Biomimétisme ou symbiotechs ?

Le biomimétisme doit-il être dépassé ou complété ? Réflexion inspirée par la lecture du livre de Gauthier Chapelle et Michèle Decoust, « Le vivant comme modèle ».

ENGLISH SUMMARY

Dans leur livre, « Le vivant comme modèle », Gauthier Chapelle et Michèle Decoust commencent par poser avec lucidité et gravité les enjeux liés à l’avenir de l’espèce humaine sur cette planète, soumise à un mode de développement insoutenable selon eux. Ensuite, le livre développe l’approche biomimétique dont Gauthier Chapelle est un spécialiste reconnu, multipliant les exemples en s’élevant graduellement des structures microscopiques des matériaux vivants dotés de propriétés désirables jusqu’aux vastes écosystèmes productifs domptés en souplesse par l’agroécologie. Or, dans les premiers chapitres  de ce panorama, les auteurs admettent à plusieurs reprises que les innovations proposées n’ont pas permis de relever les défis écologiques. Bien souvent, ces technologies ont eu un effet négligeable ou neutre du point de vue environnemental. Dans certains cas, elles ont induit de nouveaux gaspillages, infligés de nouveaux surcoûts énergétiques, entraîné de nouvelles fuites en avant productivistes. Quand elles ne sont tout simplement pas restées lettres mortes. Le contraste est saisissant avec le cas de l’agroécologie, abordé dans les derniers chapitres du livre, notamment avec l’étude d’une ferme en permaculture hautement productive. Les questions que nous nous posons sont dès lors les suivantes : l’agroécologie est-elle un exemple « parmi d’autres » de biomimétisme ? ou doit-elle son succès à  une méthodologie différente, plus exigeante, irréductible au seul fait de s’inspirer des trouvailles de l’évolution ? et dans ce dernier cas, ne faut-il pas préciser ou modifier la terminologie pour éviter de rassembler dans un même panier des techniques et solutions durables et d’autres qui ne sont pas soutenables ?

------------------------------------

À compléter –
1. Traduisez en anglais cette phrase du texte sur le biomimétisme : « Bien souvent, ces technologies ont eu un effet négligeable ou neutre du point de vue environnemental. »
2. Selon le texte sur le biomimétisme, pour quelle raison faudrait-il peut-être préciser ou modifier la terminologie ?

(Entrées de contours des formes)

------------------------------------

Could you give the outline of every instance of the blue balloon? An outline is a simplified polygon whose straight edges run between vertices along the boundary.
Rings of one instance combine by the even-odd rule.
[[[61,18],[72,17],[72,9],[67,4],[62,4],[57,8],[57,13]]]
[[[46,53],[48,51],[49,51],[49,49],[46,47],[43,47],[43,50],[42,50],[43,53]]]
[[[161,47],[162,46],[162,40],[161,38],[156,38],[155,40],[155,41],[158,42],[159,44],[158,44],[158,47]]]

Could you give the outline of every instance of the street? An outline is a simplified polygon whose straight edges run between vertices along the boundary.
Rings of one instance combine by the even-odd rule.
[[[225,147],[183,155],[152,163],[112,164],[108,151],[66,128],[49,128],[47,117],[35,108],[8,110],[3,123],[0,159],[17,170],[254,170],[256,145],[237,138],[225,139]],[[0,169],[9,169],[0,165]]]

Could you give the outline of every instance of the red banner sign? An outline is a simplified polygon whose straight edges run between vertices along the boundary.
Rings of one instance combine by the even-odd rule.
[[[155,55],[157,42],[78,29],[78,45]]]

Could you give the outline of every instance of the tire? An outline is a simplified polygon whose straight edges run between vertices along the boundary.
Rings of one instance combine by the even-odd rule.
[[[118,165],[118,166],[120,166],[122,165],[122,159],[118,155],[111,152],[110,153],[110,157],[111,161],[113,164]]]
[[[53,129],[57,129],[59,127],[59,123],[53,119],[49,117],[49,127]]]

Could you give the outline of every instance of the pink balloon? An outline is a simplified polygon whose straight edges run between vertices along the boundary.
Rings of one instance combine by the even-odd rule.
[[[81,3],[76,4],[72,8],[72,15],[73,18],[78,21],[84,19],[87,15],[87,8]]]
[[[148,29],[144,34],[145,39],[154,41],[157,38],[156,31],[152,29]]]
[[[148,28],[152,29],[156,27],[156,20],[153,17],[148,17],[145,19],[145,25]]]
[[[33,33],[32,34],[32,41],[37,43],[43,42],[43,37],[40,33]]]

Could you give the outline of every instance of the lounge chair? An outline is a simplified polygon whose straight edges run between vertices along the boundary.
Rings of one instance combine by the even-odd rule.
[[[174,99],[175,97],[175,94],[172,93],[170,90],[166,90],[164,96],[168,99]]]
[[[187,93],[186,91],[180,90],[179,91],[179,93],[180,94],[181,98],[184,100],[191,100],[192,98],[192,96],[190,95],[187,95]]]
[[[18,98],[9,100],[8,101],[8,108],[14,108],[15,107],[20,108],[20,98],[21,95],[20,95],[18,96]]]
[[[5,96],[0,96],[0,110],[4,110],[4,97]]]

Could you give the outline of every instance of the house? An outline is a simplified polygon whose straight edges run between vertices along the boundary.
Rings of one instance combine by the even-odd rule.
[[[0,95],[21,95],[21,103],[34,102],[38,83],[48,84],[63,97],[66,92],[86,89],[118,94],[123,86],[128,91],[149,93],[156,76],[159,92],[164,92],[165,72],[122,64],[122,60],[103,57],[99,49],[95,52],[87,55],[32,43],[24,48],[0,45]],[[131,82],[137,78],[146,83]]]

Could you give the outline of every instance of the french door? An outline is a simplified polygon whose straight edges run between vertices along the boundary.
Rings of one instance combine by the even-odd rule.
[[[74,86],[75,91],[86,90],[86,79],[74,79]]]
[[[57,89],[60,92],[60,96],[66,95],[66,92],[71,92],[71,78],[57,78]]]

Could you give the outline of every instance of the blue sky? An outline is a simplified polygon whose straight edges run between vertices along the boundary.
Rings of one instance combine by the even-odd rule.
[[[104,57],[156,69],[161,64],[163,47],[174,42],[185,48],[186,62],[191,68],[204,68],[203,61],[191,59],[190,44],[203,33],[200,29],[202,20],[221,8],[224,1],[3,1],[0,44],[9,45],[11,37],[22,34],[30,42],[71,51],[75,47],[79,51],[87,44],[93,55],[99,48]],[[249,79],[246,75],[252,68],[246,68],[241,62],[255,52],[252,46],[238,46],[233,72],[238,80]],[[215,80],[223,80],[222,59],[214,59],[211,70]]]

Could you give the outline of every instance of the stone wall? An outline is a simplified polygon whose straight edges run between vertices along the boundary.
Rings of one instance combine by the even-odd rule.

------------------------------------

Réponses attendues –
1. Quite often, these technologies had a negligible or neutral effect from an environmental standpoint.

2. Il s'agirait d'éviter de rassembler dans un même panier des techniques et solutions durables et d'autres qui ne sont pas soutenables. La question se pose si l'agroécologie doit son succès à une méthodologie différente et plus exigeante, et pas seulement au fait de s'inspirer des trouvailles de l'évolution.